__ISTRUZIONI DELL'ESERCIZIO__: Per favore, aggiorna le righe dei dati dalla riga con "One point goes on every instance of the airfield" fino alla fine dei dati, sostituendo "airfield" con "airstrip" e lasciando invariato tutto il resto. Riporta soltanto queste righe.

__DATI DELL'ESERCIZIO__:
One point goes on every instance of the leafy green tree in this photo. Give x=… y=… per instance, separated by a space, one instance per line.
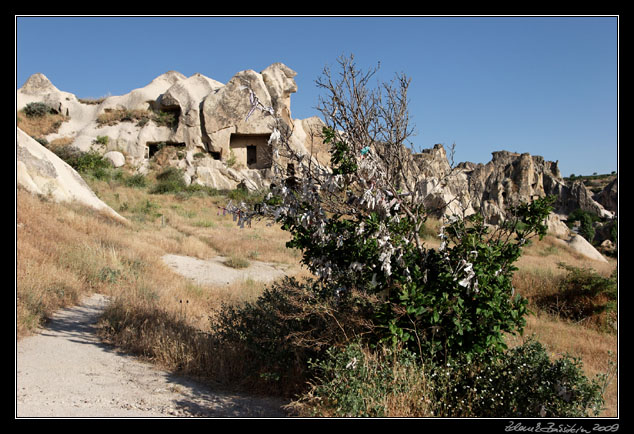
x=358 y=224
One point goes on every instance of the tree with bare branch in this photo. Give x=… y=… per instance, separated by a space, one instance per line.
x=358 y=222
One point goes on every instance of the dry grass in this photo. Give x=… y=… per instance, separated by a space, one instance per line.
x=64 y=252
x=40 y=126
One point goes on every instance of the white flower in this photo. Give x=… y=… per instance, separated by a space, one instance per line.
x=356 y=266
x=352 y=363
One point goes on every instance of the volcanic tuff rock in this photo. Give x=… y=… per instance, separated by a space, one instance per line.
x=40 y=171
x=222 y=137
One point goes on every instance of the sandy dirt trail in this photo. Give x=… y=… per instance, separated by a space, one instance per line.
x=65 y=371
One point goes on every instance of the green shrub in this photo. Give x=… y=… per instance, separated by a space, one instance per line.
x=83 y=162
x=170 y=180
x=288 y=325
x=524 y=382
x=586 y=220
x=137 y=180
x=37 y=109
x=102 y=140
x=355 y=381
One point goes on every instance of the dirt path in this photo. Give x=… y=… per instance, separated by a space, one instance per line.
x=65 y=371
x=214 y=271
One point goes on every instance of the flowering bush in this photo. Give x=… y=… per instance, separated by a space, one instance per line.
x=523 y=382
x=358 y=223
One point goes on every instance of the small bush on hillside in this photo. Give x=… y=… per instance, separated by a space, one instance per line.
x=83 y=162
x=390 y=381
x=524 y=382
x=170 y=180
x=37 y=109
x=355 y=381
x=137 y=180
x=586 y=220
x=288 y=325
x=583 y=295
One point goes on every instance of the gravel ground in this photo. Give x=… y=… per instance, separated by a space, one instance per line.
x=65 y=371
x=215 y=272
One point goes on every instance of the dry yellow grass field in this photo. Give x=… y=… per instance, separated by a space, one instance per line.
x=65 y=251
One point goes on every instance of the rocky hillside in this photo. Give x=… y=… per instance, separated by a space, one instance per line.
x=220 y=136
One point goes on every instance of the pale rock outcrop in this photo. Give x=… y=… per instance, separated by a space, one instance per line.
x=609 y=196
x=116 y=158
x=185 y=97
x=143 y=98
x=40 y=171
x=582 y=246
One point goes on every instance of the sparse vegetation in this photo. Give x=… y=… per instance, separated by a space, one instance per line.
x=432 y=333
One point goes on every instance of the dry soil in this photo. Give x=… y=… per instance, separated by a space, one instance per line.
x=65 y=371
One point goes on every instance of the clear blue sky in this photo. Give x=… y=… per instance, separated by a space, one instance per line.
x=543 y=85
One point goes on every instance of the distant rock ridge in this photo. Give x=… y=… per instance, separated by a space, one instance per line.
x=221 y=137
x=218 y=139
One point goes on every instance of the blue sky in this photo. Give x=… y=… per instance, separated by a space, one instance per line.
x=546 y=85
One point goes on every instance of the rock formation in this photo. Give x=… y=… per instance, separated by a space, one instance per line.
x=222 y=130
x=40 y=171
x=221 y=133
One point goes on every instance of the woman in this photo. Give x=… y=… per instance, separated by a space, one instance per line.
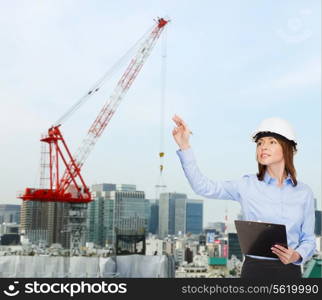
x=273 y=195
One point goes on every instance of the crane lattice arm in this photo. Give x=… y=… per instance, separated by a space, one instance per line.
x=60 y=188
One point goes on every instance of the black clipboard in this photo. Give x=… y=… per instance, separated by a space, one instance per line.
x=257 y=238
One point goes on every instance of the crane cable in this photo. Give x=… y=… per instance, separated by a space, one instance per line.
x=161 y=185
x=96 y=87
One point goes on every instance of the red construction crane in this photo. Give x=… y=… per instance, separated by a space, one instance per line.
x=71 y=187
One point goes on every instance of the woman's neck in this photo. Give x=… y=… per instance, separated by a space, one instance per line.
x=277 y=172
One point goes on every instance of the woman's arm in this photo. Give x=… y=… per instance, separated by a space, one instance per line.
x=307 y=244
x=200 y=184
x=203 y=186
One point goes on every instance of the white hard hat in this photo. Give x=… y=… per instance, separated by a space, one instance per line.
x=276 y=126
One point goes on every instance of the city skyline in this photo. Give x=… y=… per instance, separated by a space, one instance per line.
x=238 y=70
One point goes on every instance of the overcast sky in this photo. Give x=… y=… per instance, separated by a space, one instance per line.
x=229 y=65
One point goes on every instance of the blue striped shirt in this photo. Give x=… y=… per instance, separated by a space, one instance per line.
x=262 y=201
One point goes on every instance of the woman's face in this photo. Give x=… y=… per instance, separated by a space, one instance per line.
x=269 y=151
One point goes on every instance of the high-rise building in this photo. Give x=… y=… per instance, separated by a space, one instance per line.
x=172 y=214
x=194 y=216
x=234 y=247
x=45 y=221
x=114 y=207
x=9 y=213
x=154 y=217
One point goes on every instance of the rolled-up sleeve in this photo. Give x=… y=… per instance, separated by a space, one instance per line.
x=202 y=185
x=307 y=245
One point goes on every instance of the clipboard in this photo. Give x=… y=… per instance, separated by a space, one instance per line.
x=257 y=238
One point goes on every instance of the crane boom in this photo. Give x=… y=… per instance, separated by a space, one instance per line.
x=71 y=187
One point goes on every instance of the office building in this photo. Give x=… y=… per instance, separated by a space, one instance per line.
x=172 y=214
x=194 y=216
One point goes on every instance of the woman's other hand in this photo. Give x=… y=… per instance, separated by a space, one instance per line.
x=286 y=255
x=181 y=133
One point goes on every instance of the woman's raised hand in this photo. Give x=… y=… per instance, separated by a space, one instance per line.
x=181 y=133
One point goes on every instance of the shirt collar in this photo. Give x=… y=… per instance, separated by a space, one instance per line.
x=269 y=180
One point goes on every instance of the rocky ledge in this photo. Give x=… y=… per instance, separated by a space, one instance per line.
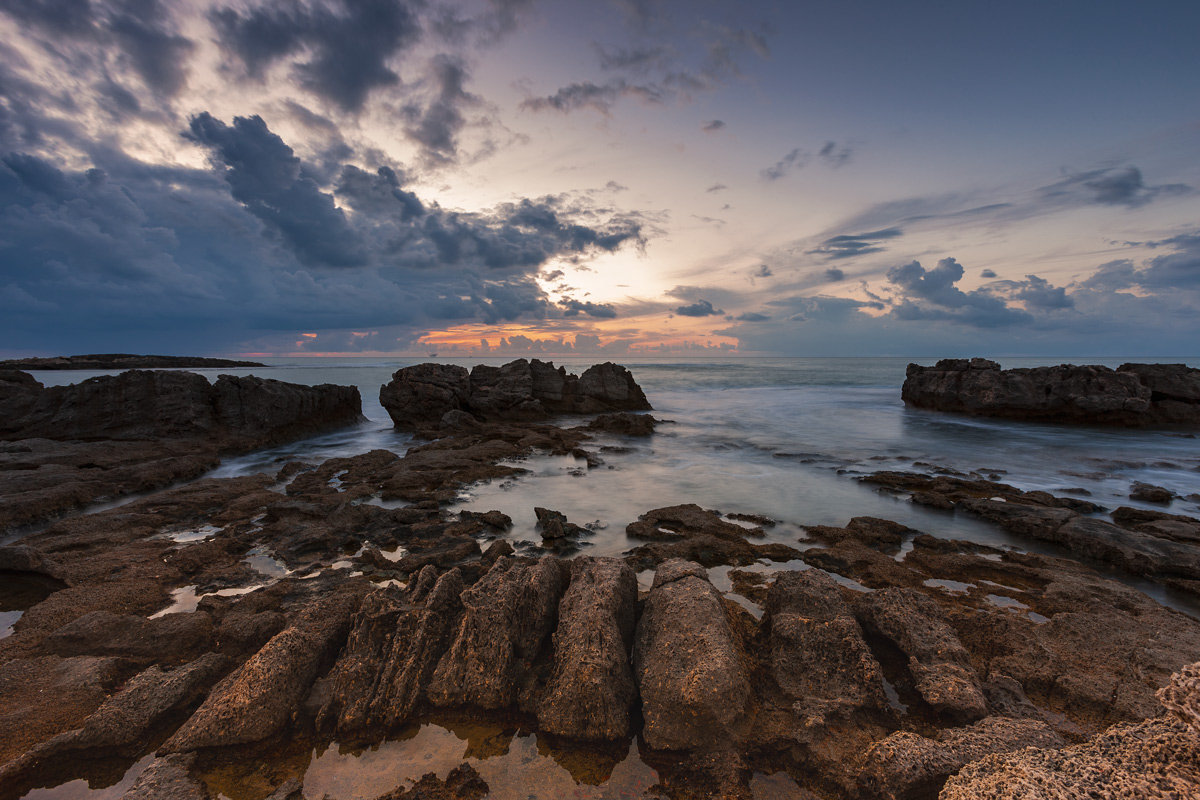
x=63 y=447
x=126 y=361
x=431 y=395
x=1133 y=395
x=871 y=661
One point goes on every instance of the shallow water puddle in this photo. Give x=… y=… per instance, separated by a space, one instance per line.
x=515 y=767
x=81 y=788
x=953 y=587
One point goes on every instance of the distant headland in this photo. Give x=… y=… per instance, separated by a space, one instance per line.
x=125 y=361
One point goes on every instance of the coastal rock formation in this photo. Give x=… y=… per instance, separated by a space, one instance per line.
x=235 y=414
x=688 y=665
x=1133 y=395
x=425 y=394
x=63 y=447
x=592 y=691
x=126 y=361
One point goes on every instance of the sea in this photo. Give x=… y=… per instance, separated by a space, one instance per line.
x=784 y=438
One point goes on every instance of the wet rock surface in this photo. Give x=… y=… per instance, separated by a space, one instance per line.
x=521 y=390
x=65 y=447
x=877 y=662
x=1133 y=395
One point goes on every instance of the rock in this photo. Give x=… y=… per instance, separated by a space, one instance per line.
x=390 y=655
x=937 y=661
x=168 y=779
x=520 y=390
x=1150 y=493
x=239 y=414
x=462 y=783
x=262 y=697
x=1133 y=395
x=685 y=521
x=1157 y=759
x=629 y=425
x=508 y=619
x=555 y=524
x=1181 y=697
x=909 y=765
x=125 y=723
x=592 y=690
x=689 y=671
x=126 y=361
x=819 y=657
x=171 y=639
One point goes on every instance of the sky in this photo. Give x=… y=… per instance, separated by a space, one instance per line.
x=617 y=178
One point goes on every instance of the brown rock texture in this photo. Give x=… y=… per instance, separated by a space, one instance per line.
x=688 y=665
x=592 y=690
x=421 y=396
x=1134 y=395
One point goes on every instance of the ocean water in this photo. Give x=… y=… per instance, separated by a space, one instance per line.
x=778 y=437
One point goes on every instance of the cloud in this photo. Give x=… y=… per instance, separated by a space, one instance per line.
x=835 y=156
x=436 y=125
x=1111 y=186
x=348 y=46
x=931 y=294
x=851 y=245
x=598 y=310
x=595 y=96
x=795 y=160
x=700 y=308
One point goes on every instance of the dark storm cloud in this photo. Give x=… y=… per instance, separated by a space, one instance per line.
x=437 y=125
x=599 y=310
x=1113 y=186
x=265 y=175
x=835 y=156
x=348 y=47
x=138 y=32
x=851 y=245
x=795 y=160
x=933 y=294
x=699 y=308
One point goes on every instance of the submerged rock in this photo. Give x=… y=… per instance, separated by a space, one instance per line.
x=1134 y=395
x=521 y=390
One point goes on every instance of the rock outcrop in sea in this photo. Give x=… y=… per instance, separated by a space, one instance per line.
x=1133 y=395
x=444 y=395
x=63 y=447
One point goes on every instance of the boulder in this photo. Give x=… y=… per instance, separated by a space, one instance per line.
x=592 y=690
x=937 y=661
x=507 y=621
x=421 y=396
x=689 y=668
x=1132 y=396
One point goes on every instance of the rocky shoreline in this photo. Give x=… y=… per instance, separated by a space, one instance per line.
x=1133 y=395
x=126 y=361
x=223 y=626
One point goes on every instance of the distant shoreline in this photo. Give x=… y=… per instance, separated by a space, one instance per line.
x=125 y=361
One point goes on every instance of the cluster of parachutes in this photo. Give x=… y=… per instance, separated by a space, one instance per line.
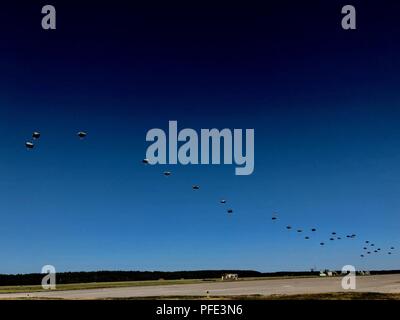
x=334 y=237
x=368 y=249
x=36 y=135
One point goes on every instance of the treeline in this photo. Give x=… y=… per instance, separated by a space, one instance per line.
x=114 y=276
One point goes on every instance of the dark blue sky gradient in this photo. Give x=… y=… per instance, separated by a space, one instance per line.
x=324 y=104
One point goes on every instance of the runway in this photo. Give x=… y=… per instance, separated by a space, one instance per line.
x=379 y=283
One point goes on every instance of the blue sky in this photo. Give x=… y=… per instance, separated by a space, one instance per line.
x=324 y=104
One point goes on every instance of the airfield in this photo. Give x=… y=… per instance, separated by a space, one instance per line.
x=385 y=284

__RISPOSTA__:
One point goes on every instance of the airstrip in this photo. Give x=… y=… per instance, separated by a space, one instance per line.
x=385 y=284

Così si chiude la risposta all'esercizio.